• TEXTE FOURNI:
«La Queens’»: triste héritage

Après le décès de leur mère, deux sœurs, Marie-Élizabeth (Marie-Thérèse Fortin, à droite) et Sophie (Dominique Quesnel), entrechoquent leurs irréconciliables points de vue.
Photo: Suzane O’Neill Après le décès de leur mère, deux sœurs, Marie-Élizabeth (Marie-Thérèse Fortin, à droite) et Sophie (Dominique Quesnel), entrechoquent leurs irréconciliables points de vue.

L’auteur Jean Marc Dalpé et le metteur en scène Fernand Rainville sont de retour à La Licorne 13 ans après le bouleversant Août. Un repas à la campagne et 20 ans après l’impitoyable Trick or Treat. On aimerait vous dire que cette longue attente en valait la peine. Or, ce n’est pas du tout le cas. Parsemée de lieux communs et de fausses notes, La Queens’ offre bien peu de raisons de se réjouir.

Campé dans le nord de l’Ontario, le drame aborde des thèmes chers à l’auteur et d’une pertinence indéniable. D’abord et avant tout, il est question d’exploitation. Du territoire aux individus, des ressources naturelles aux richesses culturelles, rien ne semble à l’abri du rouleau compresseur qui poursuit son avancée sur la région avec pour seuls guides les impératifs du capitalisme. Dans un pareil contexte, conserver son patrimoine, son identité et sa langue s’apparente à de la résistance, une quête que mènent, différemment bien entendu, les francophones et les Autochtones.

Pour aborder ces enjeux cruciaux, Jean Marc Dalpé a imaginé une famille dysfonctionnelle dont les membres s’entre-déchirent autour de la vente de La Queens’, un hôtel-motel qui appartient au clan depuis les années 1980. Après le décès de leur mère, deux soeurs, Marie-Élizabeth (Marie-Thérèse Fortin) et Sophie (Dominique Quesnel), entrechoquent leurs irréconciliables points de vue. Autant la première, pianiste de renommée internationale, a tourné le dos à ses origines, autant la deuxième, humble chanteuse de cabaret, y est attachée. Alors que Caroline (Alice Pascual) est là pour représenter sa mère, retenue par une tournée en Russie, Moussa (Hamidou Savadogo), le conjoint de Sophie, fait son possible pour calmer le jeu. Quant à Marcel (David Boutin), c’est le promoteur sans morale déterminé à mettre le grappin sur l’établissement.

• ACTIVITÉS:
1 - Répondez à ces questions sur la critique de La Queens’ :
(a) Combien d'années après Août. Un repas à la campagne l'auteur et le metteur en scène reviennent-ils à La Licorne ?
(b) Dans quelle région le drame est-il campé ?
(c) Depuis quand La Queens’ appartient-elle au clan ?
2 - Écrivez la suite de la critique de La Queens’, en partant de sa dernière phrase.

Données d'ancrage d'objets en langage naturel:
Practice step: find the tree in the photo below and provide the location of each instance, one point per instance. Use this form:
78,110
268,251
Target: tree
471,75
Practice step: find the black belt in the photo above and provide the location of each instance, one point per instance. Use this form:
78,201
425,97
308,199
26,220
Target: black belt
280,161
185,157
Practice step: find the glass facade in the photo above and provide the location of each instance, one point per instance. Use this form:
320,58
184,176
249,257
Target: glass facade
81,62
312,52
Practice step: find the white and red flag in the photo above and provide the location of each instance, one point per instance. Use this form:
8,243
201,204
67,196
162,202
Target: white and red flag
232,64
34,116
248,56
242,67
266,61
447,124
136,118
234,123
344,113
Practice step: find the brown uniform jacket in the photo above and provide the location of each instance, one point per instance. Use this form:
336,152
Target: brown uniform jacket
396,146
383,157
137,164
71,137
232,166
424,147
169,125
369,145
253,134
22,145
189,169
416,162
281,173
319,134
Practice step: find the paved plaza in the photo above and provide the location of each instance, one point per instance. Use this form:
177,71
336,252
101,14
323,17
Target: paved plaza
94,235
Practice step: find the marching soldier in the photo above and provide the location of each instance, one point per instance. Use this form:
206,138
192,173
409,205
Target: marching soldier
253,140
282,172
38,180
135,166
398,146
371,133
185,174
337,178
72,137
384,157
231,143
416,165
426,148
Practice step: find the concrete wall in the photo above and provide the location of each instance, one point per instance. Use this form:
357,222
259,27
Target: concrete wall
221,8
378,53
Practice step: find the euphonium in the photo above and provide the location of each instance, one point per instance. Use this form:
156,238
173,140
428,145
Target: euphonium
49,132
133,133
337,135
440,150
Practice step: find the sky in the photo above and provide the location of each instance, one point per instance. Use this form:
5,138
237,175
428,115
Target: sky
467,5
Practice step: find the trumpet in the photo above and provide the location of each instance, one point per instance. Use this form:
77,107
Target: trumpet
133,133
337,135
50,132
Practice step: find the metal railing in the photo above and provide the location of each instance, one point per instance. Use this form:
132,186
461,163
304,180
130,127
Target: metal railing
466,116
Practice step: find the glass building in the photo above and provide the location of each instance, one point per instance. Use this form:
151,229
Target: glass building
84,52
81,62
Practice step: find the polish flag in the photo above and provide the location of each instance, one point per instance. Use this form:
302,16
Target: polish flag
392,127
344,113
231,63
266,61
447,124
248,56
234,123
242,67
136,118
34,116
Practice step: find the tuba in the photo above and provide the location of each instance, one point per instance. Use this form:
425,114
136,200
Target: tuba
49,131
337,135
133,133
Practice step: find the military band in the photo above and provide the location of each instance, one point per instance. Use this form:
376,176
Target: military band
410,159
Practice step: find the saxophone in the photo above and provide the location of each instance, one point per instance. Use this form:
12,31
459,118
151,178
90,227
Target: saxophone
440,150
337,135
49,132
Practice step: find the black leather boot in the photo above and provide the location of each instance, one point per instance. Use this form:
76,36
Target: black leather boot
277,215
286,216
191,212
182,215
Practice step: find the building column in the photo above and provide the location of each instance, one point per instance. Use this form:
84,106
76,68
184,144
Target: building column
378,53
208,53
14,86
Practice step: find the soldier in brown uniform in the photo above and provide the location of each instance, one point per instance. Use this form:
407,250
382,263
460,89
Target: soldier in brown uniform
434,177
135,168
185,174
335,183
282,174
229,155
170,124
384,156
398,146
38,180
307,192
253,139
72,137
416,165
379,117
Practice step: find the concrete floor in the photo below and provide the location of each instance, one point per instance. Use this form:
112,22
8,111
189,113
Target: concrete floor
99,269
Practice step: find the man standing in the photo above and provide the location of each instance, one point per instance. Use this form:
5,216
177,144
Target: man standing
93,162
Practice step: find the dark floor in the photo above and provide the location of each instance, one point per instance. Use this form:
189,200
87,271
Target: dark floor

• RÉPONSES:
1 -
(a) 13 ans.
(b) Dans le nord de l'Ontario.
(c) Depuis les années 1980.

2 -
Malheureusement, le drame ne trouve jamais son erre d’aller. Le caractère schématique des protagonistes y est sûrement pour quelque chose, mais la mise en scène, souvent maladroite, n’aide en rien. On ne croit pas un seul instant à la détresse psychologique de Caroline, pas plus qu’à sa toxicomanie. On s’explique très mal la duplicité soudaine de Moussa. Quant à Marie-Élizabeth, le rejet de son passé modeste s’incarne de manière tristement caricaturale. Alors que le personnage de Dominique Quesnel est fort bien campé, on se désole que les soeurs ne soient jamais véritablement en présence l’une de l’autre, pour ainsi dire forcées de crever l’abcès et par le fait même d’offrir aux spectateurs une sorte de catharsis.

La Queens’

Texte : Jean Marc Dalpé. Mise en scène : Fernand Rainville. Une production de la Manufacture. À La Licorne jusqu’au 23 février.